* DATA FOR THIS EXERCISE

*****

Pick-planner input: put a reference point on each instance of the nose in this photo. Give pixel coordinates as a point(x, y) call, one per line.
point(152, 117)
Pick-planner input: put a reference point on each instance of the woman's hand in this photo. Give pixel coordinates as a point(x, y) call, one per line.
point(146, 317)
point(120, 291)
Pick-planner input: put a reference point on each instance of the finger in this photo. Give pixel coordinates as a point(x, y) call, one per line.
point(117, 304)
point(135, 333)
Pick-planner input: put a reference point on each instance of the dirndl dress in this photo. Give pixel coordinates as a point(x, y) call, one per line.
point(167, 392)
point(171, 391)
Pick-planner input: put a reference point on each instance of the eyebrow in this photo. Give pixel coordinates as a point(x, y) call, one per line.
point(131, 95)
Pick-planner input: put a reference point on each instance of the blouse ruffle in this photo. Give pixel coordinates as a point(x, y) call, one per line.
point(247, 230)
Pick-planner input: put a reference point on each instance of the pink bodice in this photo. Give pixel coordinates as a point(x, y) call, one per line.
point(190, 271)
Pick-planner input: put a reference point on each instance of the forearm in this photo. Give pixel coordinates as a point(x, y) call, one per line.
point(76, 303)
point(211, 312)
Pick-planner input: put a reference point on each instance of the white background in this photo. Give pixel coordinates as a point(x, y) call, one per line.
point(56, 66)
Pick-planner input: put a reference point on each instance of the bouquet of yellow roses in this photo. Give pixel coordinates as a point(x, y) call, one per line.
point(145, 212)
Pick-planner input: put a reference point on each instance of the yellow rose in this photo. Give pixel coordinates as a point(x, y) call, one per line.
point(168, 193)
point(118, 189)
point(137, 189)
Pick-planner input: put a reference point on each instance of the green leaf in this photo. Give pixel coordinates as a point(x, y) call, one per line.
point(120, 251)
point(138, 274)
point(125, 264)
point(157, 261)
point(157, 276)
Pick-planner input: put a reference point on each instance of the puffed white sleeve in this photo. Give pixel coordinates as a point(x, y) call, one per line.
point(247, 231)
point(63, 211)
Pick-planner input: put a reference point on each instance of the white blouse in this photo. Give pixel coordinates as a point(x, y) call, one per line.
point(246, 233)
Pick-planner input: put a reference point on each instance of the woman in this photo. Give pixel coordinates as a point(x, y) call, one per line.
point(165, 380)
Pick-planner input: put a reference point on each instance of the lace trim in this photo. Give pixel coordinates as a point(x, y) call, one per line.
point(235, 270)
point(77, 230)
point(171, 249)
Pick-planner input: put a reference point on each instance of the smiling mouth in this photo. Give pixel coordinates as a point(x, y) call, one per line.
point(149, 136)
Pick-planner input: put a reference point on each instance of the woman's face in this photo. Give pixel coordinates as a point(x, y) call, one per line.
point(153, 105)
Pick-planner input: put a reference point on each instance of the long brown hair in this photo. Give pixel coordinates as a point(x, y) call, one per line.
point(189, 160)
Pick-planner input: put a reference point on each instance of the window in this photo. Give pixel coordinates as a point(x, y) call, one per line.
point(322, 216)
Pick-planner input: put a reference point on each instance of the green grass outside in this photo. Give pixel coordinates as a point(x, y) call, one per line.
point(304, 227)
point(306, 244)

*****

* TASK REQUIREMENTS
Put the records from the line containing "of the smiling" through the line containing "point(153, 105)" into a two-column CSV with the headers text and answer. Give each record one row, and put each value in a single quoted field with its line breaks replaced by spaces.

* EXERCISE ANSWER
text,answer
"Pick-planner input: put a reference point on each instance of the smiling mouth in this photo. Give pixel coordinates as a point(x, y) call, one per line.","point(149, 136)"
"Pick-planner input: put a reference point on each instance of the woman's face in this photo. Give pixel coordinates as a point(x, y) call, one per line.","point(153, 105)"